In 2012, the Michigan attorney general's office for the first time issued a terrorism charge after authorities apprehended a man who fired shots from his car at about two-dozen vehicles along the Interstate 96 corridor.
The law more typically has been used to charge people with making terroristic threats, such as calling in bomb threats, said Matthew Schneider, a former federal prosecutor who is uninvolved in the case and who previously was the state's chief deputy attorney general.
In 2005, a Michigan teen accused of plotting a massacre at his Macomb County high school was convicted of threatening an act of terrorism and other charges in a county-filed case that appeared to be one of the first in the country to apply anti-terrorism laws to threats of school violence.
“This is why we have this law. It's for this type of case. This is not just a murder case," Schneider said of this week's slayings. “It's going to terrorize a generation of these kids who were in the school. The impact is on thousands of people.”
He said lawmakers who enacted the law were thinking of terrorism in the traditional sense in the months after 9/11.
“But since that time it's been used for other things,” he said. “That doesn't mean that it's being used improperly because it fits the elements. It fits the language of the statute.”
Schneider likened the state law to the 1970 federal Racketeer Influenced and Corrupt Organizations Act, or RICO, which was written with the mob in mind but now helps prosecute “all kinds of things” including street gangs.
Michigan's law also was utilized last year when Attorney General Dana Nessel charged several men with providing material support for terrorist acts in plots to kidnap Gov. Gretchen Whitmer and attack the state Capitol.

• [DATA SEGMENT]:
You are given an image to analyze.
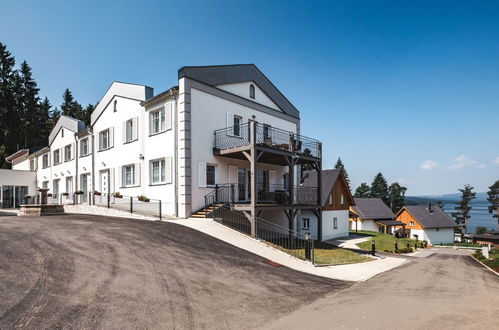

• [PROBLEM SET]:
**A)** In the Michigan terrorism-law excerpt, which federal act does Schneider compare the state law to?
**B)** Reproduce the Michigan terrorism-law excerpt from "In 2005, a Michigan" to "months after 9/11.".
The listing has no connection to the Michigan terrorism-law excerpt.

• [TASK-BY-TASK ANSWERS]:
**A)** The 1970 federal Racketeer Influenced and Corrupt Organizations Act (RICO).

**B)**
In 2005, a Michigan teen accused of plotting a massacre at his Macomb County high school was convicted of threatening an act of terrorism and other charges in a county-filed case that appeared to be one of the first in the country to apply anti-terrorism laws to threats of school violence.
“This is why we have this law. It's for this type of case. This is not just a murder case," Schneider said of this week's slayings. “It's going to terrorize a generation of these kids who were in the school. The impact is on thousands of people.”
He said lawmakers who enacted the law were thinking of terrorism in the traditional sense in the months after 9/11.